• Task material:
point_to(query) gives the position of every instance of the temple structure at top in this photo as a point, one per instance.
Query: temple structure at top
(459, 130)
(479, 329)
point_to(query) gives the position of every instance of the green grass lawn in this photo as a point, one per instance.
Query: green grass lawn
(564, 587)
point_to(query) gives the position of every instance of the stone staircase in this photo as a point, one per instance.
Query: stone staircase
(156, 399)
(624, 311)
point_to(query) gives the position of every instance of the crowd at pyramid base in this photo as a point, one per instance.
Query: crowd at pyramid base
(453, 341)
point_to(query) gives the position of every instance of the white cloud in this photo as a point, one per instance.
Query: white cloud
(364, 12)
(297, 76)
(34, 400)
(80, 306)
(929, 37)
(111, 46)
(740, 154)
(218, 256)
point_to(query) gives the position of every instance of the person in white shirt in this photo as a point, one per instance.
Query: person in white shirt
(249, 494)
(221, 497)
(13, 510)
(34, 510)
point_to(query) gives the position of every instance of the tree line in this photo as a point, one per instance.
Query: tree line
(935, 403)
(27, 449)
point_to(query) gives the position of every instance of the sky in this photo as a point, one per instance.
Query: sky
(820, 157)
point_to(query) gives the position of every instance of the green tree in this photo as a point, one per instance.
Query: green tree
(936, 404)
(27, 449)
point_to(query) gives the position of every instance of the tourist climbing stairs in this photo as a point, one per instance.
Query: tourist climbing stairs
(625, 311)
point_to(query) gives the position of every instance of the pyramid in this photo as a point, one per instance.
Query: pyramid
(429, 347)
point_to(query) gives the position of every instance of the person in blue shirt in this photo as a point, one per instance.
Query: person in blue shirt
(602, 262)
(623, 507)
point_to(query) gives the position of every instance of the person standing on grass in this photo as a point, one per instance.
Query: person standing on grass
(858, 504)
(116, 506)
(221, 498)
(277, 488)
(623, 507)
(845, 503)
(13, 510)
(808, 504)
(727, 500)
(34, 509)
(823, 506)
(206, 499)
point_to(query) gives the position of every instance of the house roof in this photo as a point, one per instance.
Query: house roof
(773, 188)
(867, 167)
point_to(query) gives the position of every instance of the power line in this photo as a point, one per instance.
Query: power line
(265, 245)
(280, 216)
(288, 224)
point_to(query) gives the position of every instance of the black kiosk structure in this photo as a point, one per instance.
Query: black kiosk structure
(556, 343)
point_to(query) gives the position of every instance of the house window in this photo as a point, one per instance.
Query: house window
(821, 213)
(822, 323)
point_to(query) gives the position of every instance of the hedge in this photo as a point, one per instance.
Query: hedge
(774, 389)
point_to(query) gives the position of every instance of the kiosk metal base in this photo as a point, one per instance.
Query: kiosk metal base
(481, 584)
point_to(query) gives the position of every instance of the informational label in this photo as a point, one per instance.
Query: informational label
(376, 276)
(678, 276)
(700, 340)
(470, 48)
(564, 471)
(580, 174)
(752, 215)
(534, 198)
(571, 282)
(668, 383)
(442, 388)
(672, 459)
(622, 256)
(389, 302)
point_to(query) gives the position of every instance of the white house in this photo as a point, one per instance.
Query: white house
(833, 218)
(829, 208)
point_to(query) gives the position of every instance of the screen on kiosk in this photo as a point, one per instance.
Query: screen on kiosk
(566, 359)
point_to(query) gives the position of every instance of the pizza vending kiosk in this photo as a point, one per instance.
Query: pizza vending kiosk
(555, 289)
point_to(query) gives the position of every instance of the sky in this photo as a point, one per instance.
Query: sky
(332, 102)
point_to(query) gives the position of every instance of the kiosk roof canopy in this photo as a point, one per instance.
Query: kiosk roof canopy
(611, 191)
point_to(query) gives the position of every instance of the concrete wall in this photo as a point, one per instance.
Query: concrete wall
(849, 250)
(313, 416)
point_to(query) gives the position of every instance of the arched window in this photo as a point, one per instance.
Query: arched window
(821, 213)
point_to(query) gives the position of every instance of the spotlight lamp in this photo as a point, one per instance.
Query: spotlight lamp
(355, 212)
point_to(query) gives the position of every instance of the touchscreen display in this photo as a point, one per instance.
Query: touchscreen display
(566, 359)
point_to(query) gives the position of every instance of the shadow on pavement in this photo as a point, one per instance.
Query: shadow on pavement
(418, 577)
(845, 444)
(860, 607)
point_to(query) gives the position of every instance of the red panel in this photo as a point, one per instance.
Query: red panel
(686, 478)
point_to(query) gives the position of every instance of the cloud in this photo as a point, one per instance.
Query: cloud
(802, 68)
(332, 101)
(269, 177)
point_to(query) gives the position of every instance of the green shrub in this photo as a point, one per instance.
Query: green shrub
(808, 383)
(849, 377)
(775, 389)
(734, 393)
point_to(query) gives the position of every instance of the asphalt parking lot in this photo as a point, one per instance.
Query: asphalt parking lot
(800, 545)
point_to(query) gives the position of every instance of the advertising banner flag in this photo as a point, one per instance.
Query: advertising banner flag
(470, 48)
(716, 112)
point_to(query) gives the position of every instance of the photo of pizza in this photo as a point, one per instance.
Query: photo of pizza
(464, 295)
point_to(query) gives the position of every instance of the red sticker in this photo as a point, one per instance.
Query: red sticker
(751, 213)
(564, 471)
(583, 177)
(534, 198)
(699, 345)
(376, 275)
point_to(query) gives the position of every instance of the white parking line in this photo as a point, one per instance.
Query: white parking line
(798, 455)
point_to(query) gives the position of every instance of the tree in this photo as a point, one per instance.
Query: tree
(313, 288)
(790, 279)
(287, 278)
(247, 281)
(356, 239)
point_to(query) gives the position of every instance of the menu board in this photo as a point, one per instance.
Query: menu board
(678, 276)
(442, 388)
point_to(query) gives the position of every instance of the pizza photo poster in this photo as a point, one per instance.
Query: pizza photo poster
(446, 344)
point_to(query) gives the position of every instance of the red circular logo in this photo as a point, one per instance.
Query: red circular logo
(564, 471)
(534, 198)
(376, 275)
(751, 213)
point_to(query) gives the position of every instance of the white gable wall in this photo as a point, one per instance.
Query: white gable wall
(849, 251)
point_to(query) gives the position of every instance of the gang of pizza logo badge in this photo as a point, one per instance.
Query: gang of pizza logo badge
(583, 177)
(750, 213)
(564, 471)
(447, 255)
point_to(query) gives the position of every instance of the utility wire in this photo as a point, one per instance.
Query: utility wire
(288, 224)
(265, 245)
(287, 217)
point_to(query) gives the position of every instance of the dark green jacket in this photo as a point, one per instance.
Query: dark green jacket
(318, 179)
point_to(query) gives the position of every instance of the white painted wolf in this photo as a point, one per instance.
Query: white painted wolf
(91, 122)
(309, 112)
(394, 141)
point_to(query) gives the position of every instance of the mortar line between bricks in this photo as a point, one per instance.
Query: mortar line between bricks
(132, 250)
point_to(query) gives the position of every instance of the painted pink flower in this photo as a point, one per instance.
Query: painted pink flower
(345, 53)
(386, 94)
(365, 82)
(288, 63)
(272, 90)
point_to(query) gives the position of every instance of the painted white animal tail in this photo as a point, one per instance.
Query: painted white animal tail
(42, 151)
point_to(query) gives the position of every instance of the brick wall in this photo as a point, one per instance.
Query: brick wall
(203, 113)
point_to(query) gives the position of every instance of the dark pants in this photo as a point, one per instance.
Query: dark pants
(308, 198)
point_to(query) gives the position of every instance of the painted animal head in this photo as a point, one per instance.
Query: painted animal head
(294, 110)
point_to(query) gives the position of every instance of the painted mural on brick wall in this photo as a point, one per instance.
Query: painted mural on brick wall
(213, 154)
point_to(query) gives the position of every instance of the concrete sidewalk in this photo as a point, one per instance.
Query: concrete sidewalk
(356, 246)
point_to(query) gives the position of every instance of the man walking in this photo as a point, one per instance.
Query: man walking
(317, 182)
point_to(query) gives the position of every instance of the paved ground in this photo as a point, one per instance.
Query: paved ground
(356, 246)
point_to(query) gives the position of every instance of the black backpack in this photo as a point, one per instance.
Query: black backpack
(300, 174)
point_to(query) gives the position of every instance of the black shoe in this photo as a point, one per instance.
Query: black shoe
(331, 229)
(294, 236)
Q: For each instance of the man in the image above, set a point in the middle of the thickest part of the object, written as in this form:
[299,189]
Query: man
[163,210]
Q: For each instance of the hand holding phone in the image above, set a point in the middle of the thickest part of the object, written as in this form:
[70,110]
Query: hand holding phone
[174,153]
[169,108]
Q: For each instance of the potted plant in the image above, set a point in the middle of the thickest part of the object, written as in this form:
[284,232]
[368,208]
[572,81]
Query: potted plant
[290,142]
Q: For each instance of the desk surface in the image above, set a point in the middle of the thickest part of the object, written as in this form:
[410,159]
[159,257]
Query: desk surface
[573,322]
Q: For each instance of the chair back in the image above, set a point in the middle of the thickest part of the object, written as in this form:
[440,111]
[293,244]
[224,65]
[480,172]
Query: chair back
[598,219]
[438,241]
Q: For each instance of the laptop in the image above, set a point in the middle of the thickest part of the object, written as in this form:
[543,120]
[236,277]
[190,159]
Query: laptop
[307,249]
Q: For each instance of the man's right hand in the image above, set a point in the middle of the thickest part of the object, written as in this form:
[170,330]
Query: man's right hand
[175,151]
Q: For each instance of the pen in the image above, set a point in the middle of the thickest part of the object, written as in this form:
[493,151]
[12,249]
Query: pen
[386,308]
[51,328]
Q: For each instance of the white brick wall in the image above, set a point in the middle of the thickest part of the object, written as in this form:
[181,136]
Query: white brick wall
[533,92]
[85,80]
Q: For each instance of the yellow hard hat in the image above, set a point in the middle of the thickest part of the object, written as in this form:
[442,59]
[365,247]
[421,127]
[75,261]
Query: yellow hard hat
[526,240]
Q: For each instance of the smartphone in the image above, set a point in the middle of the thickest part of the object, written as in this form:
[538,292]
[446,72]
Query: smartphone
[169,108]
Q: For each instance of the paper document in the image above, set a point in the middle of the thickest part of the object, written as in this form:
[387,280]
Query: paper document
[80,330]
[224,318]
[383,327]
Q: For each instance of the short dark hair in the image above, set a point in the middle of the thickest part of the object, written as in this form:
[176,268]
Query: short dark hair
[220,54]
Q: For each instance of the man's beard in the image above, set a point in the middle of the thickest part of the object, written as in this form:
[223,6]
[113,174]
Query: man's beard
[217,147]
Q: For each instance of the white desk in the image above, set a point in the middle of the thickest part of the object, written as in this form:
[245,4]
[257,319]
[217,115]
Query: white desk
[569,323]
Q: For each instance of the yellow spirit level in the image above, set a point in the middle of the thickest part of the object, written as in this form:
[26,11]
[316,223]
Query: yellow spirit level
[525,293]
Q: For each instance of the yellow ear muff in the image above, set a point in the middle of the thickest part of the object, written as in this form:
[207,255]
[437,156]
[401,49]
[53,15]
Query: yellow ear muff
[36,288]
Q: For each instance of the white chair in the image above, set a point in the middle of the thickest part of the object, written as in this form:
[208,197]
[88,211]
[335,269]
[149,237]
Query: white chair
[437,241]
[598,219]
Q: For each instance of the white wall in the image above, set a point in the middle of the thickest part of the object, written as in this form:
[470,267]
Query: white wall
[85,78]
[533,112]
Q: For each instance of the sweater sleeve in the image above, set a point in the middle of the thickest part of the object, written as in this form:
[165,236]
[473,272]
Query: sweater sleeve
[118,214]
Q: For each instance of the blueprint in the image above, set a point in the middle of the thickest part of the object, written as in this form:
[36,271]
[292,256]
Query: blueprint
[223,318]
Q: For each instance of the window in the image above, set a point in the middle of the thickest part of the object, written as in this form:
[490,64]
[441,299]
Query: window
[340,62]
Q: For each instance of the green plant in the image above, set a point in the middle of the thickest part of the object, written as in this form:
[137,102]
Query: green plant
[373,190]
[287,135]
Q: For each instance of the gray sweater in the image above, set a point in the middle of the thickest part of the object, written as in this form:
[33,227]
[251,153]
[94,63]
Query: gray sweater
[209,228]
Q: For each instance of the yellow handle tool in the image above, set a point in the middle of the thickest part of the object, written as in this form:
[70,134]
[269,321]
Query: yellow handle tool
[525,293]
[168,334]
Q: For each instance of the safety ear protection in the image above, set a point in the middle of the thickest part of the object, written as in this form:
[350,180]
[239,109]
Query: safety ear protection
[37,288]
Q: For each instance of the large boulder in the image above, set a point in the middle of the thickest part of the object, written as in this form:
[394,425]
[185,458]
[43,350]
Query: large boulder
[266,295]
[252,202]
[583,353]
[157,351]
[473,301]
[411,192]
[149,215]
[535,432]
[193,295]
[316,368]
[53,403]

• What is required: Copy, please, exactly the lines that start at the first line of the data and end at the line containing "the white cloud", both kept and no others.

• Output for this task:
point_to(query) gives the position of every instance of the temple structure at top in this photo as a point, one per instance.
Query: temple structure at top
(459, 130)
(479, 329)
point_to(query) gives the position of every instance of the green grass lawn in this photo as a point, one per instance.
Query: green grass lawn
(564, 587)
point_to(query) gives the position of every instance of the stone staircase in this photo as a point, one per instance.
Query: stone staircase
(156, 399)
(624, 311)
point_to(query) gives the position of every instance of the crowd at pyramid base in this photo as a point, one per instance.
Query: crowd at pyramid base
(453, 341)
point_to(query) gives the position of every instance of the white cloud in this photo as a point, one per instance.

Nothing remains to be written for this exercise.